Would you return all of this data exactly, leaving nothing out?

====================

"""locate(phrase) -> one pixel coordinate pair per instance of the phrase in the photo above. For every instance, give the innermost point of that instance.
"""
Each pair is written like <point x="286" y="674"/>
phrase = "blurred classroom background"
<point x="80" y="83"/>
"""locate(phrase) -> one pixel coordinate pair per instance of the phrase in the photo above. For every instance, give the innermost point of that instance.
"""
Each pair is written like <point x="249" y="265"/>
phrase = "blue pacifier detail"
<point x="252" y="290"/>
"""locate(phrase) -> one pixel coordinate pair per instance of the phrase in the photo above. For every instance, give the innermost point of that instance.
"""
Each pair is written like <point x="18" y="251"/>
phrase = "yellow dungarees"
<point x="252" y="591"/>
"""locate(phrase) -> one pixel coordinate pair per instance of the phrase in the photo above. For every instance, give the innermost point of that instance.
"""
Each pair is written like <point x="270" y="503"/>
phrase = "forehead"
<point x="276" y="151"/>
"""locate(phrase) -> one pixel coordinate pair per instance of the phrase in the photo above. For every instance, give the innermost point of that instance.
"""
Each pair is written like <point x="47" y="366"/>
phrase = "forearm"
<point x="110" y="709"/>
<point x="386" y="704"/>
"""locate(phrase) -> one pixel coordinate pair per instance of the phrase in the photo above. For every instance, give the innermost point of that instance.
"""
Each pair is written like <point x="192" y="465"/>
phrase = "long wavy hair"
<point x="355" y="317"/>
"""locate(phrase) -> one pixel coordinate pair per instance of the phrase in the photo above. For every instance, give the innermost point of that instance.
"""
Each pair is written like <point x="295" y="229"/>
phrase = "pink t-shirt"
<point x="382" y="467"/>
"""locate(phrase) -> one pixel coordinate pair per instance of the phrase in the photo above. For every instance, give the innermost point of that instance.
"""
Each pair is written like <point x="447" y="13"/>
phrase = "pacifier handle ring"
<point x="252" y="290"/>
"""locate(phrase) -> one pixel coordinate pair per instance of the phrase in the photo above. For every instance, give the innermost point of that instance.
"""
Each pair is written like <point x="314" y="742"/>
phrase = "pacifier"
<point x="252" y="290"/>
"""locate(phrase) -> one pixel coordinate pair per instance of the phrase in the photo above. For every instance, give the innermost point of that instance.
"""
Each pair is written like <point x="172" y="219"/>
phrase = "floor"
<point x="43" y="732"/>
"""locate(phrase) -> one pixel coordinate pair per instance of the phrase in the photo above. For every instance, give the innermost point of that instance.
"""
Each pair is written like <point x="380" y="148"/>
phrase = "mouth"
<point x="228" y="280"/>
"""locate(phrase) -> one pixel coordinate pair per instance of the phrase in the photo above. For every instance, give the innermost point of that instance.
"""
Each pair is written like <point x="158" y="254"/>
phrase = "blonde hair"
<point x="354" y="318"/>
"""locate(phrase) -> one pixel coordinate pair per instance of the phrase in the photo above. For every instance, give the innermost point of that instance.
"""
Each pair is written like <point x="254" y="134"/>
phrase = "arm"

====================

> **FULL ANSWER**
"""locate(phrase) -> one pixel coordinate pair per instance of the phrase in the photo above. For every instance, give the innermost point of that instance.
"""
Each pair is written like <point x="286" y="674"/>
phrase = "blurred classroom background"
<point x="80" y="83"/>
"""locate(phrase) -> one pixel coordinate pair per instance of the phrase in the photo above. For every instance, give the innermost point of that instance.
"""
Each pair is written like <point x="249" y="265"/>
phrase = "blue pacifier detail"
<point x="252" y="290"/>
"""locate(phrase) -> one pixel coordinate pair per instance of the phrase in the photo above. For every instance, give the innermost point of that instance.
"""
Each pair is written like <point x="18" y="251"/>
phrase = "yellow dungarees"
<point x="252" y="591"/>
"""locate(phrase) -> one pixel coordinate pair per instance of the phrase in the photo above. For every instance, give the innermost point of that instance.
"""
Each pair is written like <point x="270" y="503"/>
phrase = "forehead"
<point x="276" y="151"/>
"""locate(phrase) -> one pixel coordinate pair per instance of the phrase in the photo above. For every instance, give the innermost point of that instance.
"""
Each pair is written like <point x="47" y="366"/>
phrase = "forearm"
<point x="110" y="709"/>
<point x="386" y="704"/>
"""locate(phrase) -> one pixel coordinate pair per instance of the phrase in the photo above. For every instance, give the innermost point of that instance.
"""
Each pair is written like <point x="192" y="465"/>
phrase = "long wavy hair"
<point x="355" y="317"/>
"""locate(phrase) -> one pixel coordinate pair per instance of the phrase in the photo above. For every instance, give the innermost point of that instance.
"""
Each pair is written like <point x="295" y="229"/>
phrase = "pink t-shirt"
<point x="382" y="467"/>
"""locate(phrase) -> one pixel coordinate pair per instance of the phrase in the photo above. For every instance, give the innermost point of that instance.
"""
Each pair is written like <point x="447" y="13"/>
phrase = "pacifier handle ring"
<point x="252" y="290"/>
"""locate(phrase) -> one pixel coordinate pair per instance of the phrase in the photo above. For every instance, give the innermost point of that instance.
"""
Each pair is written like <point x="314" y="742"/>
phrase = "pacifier"
<point x="252" y="290"/>
"""locate(phrase) -> one pixel coordinate pair per instance of the phrase in the photo above. For every instance, give the innermost point of that instance.
"""
Each pair is written like <point x="172" y="219"/>
phrase = "floor"
<point x="43" y="732"/>
"""locate(phrase) -> one pixel coordinate pair per instance of the phrase in the photo above. For every instance, give the innermost point of that instance.
"""
Each pair is written like <point x="380" y="148"/>
phrase = "mouth"
<point x="228" y="280"/>
"""locate(phrase) -> one pixel coordinate pair per instance of the phrase in the photo above. For every instance, give the innermost point of that instance.
"""
Each pair is written like <point x="158" y="254"/>
phrase = "blonde hair"
<point x="354" y="318"/>
"""locate(phrase) -> one pixel coordinate pair per instance of the phrase in the photo above. For every instance, give the innermost point of that instance.
"""
Each pair is written like <point x="254" y="134"/>
phrase = "arm"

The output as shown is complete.